===== Texte source
Les effets pervers de la régulation bancaire

Entre les sommets du G20 et les accords de Bâle III, plusieurs mesures ont été adoptées depuis la crise des subprimes afin de mieux réguler les banques. Lors de la conférence intitulée "Les banques sont-elles bien régulées?", banquiers et économiste ont exprimé leurs divergences sur les conséquences de ces nouvelles normes sur le financement de l'économie.

Trois ans après le début de la crise des subprimes, la régulation des banques est en marche. A compter de juillet 2012, les établissements financiers européens devront augmenter leurs fonds propres à hauteur de 9%. Pour Jean-Paul Redouin, premier sous-gouverneur de la Banque de France,"un matelas de protection est nécessaire. En augmentant les fonds propres,on augmente la résilience des banques aux changements brutaux de valeur des actifs financiers".
==========
===== Matériel fourni
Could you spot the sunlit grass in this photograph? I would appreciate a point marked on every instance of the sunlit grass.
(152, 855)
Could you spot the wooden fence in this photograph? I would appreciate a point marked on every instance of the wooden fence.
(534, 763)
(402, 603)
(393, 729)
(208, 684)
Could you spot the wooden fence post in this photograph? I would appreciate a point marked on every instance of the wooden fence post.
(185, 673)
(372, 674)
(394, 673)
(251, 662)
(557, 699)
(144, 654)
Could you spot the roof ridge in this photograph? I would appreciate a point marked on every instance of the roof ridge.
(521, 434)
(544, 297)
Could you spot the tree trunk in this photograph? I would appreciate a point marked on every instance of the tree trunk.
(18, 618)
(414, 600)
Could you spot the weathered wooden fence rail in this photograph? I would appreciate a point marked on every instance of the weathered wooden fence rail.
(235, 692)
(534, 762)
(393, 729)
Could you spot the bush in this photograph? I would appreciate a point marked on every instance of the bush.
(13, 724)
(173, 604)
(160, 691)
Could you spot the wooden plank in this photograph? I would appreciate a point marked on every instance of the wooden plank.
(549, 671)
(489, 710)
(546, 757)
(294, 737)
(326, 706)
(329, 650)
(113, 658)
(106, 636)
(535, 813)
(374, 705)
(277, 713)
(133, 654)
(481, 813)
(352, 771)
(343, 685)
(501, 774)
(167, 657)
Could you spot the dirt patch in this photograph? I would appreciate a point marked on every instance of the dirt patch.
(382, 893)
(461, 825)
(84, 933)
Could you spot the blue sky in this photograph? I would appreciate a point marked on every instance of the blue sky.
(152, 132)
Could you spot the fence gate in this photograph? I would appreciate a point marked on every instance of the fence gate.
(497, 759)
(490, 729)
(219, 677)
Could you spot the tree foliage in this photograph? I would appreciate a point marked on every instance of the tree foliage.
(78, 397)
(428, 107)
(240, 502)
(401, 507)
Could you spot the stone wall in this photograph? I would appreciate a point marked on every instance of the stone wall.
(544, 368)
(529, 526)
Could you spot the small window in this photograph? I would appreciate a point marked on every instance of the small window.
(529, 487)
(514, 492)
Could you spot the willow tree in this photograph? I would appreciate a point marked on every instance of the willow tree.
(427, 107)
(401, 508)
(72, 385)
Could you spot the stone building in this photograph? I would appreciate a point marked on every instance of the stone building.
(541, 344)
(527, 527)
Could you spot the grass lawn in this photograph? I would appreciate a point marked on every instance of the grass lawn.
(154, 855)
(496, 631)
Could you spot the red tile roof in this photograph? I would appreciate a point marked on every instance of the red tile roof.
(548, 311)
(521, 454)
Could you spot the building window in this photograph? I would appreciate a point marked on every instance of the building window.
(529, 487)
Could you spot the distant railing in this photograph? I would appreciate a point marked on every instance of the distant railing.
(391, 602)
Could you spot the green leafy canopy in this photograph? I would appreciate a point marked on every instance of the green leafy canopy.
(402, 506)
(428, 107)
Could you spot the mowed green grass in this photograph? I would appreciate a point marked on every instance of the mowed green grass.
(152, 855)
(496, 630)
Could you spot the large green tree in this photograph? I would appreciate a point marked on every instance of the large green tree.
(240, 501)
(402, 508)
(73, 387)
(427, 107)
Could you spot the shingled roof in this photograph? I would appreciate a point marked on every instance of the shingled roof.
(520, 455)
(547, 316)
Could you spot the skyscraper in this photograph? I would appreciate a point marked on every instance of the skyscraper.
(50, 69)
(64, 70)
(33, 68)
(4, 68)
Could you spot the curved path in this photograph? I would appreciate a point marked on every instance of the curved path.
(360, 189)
==========
Petit exercice A: D'après le texte sur la régulation bancaire, à partir de quand les établissements financiers européens devront-ils porter leurs fonds propres à 9 % ?
Petit exercice B: Recopiez sans rien changer le passage du texte sur la régulation bancaire qui va de « Les effets pervers » jusqu'à « financement de l'économie. » inclus.

Réponse A: À compter de juillet 2012.

Réponse B:
Les effets pervers de la régulation bancaire

Entre les sommets du G20 et les accords de Bâle III, plusieurs mesures ont été adoptées depuis la crise des subprimes afin de mieux réguler les banques. Lors de la conférence intitulée "Les banques sont-elles bien régulées?", banquiers et économiste ont exprimé leurs divergences sur les conséquences de ces nouvelles normes sur le financement de l'économie.